How to complete this task: Run through the records and show each line that includes the string "head".

Records supplied:

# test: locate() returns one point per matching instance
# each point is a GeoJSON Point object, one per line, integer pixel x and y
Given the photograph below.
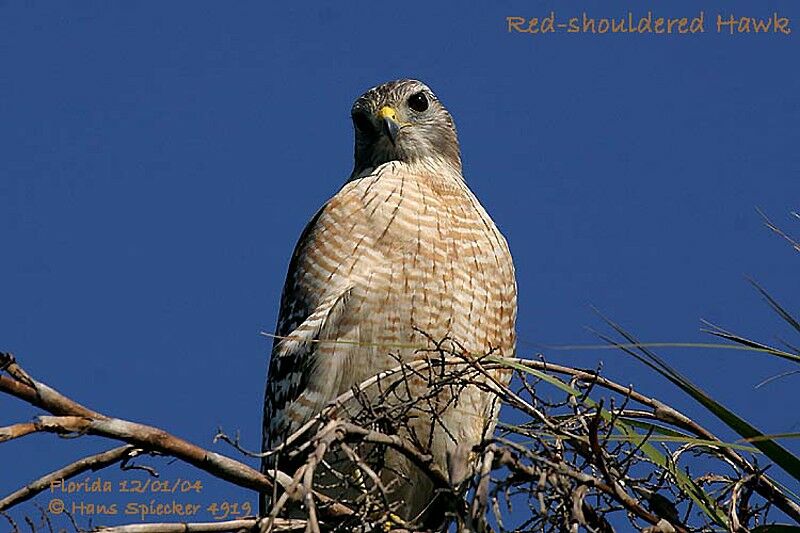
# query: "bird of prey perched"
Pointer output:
{"type": "Point", "coordinates": [402, 255]}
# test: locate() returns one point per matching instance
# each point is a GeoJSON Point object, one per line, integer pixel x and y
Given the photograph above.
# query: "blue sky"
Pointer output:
{"type": "Point", "coordinates": [159, 161]}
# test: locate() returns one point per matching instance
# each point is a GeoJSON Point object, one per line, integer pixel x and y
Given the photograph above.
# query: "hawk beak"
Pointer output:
{"type": "Point", "coordinates": [391, 126]}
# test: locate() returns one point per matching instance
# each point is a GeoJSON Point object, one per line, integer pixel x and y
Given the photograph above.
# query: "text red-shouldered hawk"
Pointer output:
{"type": "Point", "coordinates": [403, 248]}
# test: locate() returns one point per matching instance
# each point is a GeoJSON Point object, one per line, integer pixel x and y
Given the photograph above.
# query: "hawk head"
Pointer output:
{"type": "Point", "coordinates": [403, 120]}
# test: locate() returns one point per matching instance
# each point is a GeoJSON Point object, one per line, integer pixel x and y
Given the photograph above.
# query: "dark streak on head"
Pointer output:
{"type": "Point", "coordinates": [427, 134]}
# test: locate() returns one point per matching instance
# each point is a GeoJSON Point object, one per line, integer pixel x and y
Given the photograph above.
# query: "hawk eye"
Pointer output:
{"type": "Point", "coordinates": [418, 102]}
{"type": "Point", "coordinates": [362, 122]}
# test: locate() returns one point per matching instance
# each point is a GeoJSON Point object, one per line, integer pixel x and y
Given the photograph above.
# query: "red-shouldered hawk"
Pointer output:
{"type": "Point", "coordinates": [404, 248]}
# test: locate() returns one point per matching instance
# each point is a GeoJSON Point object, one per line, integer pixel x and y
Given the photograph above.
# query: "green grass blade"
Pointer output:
{"type": "Point", "coordinates": [776, 306]}
{"type": "Point", "coordinates": [686, 483]}
{"type": "Point", "coordinates": [774, 451]}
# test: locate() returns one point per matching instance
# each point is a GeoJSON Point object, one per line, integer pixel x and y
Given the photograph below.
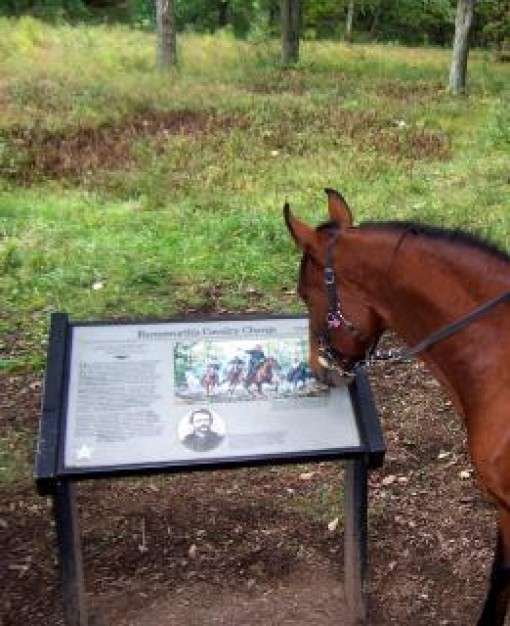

Solution for this exercise:
# query: "hawk head"
# query: "dark streak on head"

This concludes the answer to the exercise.